Excerpt provided:

This page provides a summary of the T1000 evaluation. For the activities that lead here, check out the Chronology page.

We will first calculate Sun's SWaP (Space Watts and Performance) metric, discuss some issues related to the differences in the systems and the utilization of the systems capabilities


The T1000 is a nice small 1U box. In fact, when removing it from the rack to return it (having not actually looked at it in 50 days, I was surprised by how small (and heavy) it was. The Athlon64 and Pentium IV machines, being deskside towers were much larger.

T1000 Athlon64 Pentium IV
1U 4U 4U

Space Requirements


The power consumption numbers were interesting. But based on the configurations (lots of memory and two drives on the T1000, even more drives on the Pentium IV, older system design), it was not unexpected.

T1000 Athlon64 Pentium IV
149 22 133

Power Consumption


In raw performance, the T1000 actually outperforms the Athlon64 and the Pentium IV. Based upon the last set of tests run, executing the solution to an equivalent problem required the following times.

T1000 Athlon64 Pentium IV
3:24:18 4:12:18 4:56:41


Plugging these numbers in, we get the following SWaP values for the three systems:

T1000 Athlon64 Pentium IV
0.32 0.45 0.06


Cost and Price / Performance

Clearly the T1000 configuration under test was not adequately "represented", since the unused memory and disk drives contributed to the cost and the power load. It appears that there are now more different configurations from Sun and it appears that a comparable configuration, consisting of an 8 core system, single SATA drive and 2GB of memory might be available for around $5,000 and would probably have a reduced power requirement (120 used for these calculations).

Dataset content:
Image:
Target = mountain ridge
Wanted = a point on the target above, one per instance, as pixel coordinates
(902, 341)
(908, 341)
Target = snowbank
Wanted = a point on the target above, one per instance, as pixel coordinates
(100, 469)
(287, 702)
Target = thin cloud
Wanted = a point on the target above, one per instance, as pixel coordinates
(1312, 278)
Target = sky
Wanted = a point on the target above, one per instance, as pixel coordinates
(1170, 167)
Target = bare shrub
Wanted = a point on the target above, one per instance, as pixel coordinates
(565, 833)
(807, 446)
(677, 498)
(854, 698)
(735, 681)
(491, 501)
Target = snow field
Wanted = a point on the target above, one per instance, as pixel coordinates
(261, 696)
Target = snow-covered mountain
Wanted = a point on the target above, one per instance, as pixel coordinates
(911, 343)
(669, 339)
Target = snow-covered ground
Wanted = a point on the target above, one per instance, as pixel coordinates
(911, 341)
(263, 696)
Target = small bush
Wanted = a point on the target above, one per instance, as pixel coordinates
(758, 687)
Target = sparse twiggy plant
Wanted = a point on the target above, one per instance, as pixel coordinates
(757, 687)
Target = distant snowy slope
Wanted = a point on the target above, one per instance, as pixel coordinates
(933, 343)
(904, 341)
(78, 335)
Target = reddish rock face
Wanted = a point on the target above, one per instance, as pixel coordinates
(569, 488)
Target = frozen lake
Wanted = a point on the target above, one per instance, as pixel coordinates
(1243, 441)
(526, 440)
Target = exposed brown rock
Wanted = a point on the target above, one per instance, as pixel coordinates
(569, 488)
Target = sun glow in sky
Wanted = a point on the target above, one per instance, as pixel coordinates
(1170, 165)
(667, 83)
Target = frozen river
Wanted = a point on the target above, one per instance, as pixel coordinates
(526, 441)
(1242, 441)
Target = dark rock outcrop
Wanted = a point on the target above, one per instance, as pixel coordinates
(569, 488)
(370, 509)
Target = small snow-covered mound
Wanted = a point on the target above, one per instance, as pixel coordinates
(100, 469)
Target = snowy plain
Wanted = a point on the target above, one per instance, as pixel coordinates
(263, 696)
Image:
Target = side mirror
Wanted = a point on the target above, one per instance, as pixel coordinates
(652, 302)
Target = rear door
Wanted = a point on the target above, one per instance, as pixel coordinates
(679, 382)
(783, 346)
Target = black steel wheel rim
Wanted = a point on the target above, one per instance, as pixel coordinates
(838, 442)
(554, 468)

Direction:
According to the T1000 evaluation summary, what configuration might be available from Sun for around $5,000?

Problem solution:
An 8-core system with a single SATA drive and 2GB of memory.